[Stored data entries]
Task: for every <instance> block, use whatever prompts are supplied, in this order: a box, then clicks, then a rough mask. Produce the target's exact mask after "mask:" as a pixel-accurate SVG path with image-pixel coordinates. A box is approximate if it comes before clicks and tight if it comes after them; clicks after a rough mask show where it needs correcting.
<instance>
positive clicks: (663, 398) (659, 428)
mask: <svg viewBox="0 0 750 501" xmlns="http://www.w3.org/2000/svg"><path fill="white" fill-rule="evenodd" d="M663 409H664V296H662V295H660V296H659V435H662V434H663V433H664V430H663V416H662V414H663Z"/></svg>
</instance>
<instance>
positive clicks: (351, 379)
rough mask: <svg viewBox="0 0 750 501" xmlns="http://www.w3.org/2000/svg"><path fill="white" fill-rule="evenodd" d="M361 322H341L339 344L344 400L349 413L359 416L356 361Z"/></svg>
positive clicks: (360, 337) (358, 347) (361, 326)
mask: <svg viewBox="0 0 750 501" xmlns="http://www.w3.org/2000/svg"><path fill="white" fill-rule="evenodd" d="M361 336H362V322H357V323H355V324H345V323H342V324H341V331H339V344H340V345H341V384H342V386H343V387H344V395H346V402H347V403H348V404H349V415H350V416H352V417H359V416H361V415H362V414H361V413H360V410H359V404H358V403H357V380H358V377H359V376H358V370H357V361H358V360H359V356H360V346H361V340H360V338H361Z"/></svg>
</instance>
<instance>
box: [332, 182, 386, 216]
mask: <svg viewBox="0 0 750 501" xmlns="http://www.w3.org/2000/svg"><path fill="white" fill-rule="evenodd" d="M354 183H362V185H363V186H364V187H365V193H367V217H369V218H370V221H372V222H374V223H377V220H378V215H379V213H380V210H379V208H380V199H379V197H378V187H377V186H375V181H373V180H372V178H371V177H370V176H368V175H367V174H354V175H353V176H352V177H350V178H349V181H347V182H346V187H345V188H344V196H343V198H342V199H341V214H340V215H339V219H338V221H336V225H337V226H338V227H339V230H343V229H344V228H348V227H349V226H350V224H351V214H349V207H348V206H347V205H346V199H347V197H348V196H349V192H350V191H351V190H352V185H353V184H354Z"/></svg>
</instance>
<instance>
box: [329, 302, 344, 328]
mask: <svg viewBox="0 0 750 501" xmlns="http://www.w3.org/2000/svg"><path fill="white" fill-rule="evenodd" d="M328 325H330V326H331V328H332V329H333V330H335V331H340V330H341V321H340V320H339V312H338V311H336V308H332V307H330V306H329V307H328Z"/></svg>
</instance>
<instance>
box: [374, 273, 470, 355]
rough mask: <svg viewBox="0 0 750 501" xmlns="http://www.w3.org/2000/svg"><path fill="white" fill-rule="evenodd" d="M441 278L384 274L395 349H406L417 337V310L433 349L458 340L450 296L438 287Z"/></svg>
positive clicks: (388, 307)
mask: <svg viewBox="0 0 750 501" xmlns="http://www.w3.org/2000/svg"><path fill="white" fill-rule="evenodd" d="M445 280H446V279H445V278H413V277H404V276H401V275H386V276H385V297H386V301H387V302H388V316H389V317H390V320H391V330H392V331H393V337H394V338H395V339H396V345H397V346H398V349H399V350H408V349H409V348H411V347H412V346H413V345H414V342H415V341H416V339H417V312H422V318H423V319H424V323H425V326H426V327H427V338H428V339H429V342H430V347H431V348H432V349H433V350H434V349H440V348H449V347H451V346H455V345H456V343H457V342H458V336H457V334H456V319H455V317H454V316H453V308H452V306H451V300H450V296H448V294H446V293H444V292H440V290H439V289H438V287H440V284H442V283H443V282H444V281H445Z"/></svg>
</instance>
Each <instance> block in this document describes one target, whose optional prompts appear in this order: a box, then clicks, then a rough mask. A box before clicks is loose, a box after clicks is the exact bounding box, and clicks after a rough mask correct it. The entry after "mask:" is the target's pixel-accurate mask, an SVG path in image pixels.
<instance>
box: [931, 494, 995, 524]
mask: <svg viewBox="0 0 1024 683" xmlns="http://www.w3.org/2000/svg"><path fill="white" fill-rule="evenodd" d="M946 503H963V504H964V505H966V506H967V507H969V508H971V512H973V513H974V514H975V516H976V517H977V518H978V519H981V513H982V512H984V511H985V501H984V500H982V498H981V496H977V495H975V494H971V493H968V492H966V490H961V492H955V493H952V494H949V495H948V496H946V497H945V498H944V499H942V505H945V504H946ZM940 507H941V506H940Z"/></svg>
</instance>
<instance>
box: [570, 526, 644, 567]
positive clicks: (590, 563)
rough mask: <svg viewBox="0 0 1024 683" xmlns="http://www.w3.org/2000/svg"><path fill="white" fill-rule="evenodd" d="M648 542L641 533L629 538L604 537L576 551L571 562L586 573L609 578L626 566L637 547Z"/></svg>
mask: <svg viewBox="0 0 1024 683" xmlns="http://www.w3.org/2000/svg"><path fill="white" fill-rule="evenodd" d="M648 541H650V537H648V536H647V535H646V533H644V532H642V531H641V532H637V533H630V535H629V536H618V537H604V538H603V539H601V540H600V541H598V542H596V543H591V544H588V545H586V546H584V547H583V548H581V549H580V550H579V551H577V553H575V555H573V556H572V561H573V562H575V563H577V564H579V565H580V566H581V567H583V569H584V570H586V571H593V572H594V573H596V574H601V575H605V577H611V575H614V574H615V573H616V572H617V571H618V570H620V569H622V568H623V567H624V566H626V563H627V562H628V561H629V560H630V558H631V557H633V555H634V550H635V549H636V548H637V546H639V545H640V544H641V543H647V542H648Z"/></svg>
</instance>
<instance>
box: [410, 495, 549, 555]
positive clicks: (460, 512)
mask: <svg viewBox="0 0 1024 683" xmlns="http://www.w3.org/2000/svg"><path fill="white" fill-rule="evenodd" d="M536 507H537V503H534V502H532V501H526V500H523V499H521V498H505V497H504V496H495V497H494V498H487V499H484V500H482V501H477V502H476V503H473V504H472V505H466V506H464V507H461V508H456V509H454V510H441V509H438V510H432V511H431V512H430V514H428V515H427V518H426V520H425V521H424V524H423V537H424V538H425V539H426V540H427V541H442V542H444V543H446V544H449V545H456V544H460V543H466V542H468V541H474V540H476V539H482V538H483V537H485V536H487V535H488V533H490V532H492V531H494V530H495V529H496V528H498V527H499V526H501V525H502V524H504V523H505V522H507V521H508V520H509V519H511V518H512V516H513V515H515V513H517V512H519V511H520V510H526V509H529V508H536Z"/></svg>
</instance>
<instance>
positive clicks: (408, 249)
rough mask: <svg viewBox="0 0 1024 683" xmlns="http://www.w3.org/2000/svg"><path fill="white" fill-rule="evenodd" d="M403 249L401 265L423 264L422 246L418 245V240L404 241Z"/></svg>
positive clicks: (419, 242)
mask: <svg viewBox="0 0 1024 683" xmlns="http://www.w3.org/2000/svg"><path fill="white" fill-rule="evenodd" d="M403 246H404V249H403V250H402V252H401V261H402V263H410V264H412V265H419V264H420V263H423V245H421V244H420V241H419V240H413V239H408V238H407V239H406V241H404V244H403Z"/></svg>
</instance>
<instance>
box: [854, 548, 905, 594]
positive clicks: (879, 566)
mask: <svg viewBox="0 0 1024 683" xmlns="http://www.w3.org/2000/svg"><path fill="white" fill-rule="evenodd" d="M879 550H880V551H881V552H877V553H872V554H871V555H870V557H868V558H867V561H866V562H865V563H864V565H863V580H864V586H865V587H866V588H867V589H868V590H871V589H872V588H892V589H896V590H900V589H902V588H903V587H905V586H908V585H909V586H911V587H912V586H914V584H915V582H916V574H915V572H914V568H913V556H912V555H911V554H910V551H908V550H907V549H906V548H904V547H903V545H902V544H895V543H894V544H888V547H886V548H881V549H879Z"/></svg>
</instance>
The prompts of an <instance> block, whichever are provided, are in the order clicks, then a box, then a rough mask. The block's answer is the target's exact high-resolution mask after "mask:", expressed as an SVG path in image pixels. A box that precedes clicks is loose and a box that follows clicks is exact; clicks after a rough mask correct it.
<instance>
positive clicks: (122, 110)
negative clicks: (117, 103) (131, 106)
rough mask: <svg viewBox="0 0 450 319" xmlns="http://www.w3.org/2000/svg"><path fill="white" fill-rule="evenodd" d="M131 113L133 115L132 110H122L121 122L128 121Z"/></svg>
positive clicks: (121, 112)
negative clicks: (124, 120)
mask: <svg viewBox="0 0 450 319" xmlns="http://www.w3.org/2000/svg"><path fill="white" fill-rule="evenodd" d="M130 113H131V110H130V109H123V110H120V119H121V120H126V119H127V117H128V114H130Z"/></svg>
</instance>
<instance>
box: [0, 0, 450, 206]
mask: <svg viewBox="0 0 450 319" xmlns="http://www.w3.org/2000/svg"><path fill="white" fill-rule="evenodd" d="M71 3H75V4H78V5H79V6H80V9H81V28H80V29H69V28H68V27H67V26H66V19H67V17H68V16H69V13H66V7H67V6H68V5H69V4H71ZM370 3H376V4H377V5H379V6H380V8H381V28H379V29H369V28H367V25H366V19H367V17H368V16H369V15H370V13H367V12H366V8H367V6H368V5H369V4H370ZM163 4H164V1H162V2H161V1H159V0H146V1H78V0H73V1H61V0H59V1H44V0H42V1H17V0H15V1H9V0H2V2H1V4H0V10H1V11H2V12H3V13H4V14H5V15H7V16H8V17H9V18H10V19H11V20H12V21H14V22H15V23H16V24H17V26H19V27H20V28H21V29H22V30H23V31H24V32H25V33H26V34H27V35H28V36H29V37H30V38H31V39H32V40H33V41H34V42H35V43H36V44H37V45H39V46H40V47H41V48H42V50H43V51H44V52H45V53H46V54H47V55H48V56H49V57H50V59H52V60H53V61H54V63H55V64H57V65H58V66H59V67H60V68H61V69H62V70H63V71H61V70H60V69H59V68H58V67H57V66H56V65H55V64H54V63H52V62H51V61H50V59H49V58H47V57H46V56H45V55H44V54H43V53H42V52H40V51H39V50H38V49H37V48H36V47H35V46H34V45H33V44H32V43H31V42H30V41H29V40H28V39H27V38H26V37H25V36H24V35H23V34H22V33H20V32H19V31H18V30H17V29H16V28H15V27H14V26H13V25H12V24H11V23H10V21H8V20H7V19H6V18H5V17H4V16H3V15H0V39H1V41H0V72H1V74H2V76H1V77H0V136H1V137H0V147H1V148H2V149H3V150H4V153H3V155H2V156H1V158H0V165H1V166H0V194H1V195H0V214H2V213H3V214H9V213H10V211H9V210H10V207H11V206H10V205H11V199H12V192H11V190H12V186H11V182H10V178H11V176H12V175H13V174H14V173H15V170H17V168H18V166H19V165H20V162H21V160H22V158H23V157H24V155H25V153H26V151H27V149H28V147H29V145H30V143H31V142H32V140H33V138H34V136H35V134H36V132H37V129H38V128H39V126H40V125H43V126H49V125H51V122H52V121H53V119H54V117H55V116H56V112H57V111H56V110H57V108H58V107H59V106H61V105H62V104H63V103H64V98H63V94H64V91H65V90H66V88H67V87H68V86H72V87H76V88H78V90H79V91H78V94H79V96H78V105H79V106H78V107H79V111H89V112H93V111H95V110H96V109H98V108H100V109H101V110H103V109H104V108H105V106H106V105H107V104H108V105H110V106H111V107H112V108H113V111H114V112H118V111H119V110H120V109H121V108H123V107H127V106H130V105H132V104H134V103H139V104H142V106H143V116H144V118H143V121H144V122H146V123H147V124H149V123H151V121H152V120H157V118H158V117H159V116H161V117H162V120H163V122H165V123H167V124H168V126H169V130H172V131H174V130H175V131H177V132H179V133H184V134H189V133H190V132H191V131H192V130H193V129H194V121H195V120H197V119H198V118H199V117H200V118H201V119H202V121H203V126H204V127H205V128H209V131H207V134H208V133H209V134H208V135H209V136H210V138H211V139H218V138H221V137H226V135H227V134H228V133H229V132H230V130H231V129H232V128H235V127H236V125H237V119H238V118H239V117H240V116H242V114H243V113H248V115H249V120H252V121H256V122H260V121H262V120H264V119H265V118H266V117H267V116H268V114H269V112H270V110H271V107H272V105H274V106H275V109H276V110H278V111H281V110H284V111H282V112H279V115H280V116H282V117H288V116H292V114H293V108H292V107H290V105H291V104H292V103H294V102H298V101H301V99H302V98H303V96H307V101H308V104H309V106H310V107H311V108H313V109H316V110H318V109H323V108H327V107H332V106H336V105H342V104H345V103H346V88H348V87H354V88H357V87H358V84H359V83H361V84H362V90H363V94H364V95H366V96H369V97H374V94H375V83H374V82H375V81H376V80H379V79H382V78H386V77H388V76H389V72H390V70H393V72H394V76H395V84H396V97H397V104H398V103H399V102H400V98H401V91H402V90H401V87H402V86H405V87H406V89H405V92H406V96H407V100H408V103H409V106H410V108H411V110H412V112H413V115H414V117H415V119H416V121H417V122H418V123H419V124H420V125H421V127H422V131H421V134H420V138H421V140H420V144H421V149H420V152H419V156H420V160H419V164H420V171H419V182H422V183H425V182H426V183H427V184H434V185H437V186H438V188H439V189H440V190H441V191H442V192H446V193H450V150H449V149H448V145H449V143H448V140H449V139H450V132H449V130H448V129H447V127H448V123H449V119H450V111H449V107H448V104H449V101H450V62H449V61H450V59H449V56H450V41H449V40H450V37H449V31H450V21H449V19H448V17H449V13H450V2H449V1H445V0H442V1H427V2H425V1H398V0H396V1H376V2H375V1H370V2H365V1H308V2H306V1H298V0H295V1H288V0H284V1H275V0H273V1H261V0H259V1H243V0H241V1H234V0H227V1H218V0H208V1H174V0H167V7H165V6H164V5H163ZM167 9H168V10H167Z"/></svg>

TASK DESCRIPTION:
Count the lines of the records that contain the string "positive", treating uppercase and lowercase as different. Give only the number.

ANSWER SECTION:
11